-- START Text --
Figure 1: A normal well and a horizontal well

Well control for the horizontal wells has the same fundamental principle during the circulation of influx from the well.  There are some corrections which adjust for frictional pressure between true vertical depth and measure depth since the horizontal wells usually have very long depth in comparison to wellbore true vertical depth.

Introduction-To-Well-Control-for-Horizontal-Wells-cover

Driller’s method is a preferred method for horizontal well control because it does not require drill pipe pressure schedule. Personnel can start circulate the first circulation to remove kick and displace the well with kill weight fluid using the second circulation method. However, if Wait and Weight method is planned to used, personnel should use a well control kill sheet with horizontal well feature to simulate the profile. It is very difficult to determine drill pipe schedule because there are several factors associated with calculations as well bore profile, size of pipe, hole size, etc.

Performing the well control in the horizontal wells is similar to normal wells but you need to understand about the hydrostatic change when the gas kick moves from a horizontal section to a vertical section. This make casing pressure profile increase drastically when compared to vertical or deviated wells.

Kick detection in horizontal wells is quite similar to the detection in vertical and deviated wells. Personnel need to use three positive kick indicators (pit gain, flow when pump off and flow show increase) to determine the influx.  Typically, drilling horizontal well usually drills into one formation therefore without any change in drilling parameters you should not see any changes in ROP. Therefore, indications of change in formation as ROP, LWD, torque and drag are very helpful for early kick indication because the changes indicate that you are in new zone which may have difference in reservoir pressure.
-- END Text --
-- START Data shown --
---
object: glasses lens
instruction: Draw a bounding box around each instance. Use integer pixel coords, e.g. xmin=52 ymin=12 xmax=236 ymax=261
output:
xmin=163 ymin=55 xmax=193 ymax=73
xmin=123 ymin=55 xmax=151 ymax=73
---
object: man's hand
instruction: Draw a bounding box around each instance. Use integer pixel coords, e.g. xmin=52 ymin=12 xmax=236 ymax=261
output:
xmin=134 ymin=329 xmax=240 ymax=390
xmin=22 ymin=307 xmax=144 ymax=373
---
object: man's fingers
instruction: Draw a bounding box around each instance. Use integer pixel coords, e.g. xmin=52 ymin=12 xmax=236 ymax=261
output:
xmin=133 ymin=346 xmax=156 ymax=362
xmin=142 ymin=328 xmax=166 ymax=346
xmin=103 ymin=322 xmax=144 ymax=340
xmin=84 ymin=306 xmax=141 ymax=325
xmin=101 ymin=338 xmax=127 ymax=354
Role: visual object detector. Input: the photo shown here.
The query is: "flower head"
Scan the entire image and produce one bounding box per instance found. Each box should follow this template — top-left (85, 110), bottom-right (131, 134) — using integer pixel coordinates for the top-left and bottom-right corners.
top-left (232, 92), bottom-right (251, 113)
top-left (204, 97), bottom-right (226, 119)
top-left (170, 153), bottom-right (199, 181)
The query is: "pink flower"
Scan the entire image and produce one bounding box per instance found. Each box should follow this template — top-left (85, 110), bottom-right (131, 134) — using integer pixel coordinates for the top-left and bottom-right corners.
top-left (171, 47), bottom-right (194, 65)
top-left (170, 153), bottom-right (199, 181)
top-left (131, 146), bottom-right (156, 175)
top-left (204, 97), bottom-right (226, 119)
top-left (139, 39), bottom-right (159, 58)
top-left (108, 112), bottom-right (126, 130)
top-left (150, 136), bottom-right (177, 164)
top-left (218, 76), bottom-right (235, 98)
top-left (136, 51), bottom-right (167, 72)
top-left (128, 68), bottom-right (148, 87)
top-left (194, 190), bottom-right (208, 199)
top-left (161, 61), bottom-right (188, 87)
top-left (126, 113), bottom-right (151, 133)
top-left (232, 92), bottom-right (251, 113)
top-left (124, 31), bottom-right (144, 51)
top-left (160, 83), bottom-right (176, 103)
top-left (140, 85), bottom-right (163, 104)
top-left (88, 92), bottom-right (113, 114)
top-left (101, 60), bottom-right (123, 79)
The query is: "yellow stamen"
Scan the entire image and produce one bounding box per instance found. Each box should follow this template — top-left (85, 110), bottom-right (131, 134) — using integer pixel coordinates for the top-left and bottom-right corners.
-- END Data shown --
Reproduce word for word the stretch of the horizontal well control text above from "Figure 1: A" through "true vertical depth.".

Figure 1: A normal well and a horizontal well

Well control for the horizontal wells has the same fundamental principle during the circulation of influx from the well.  There are some corrections which adjust for frictional pressure between true vertical depth and measure depth since the horizontal wells usually have very long depth in comparison to wellbore true vertical depth.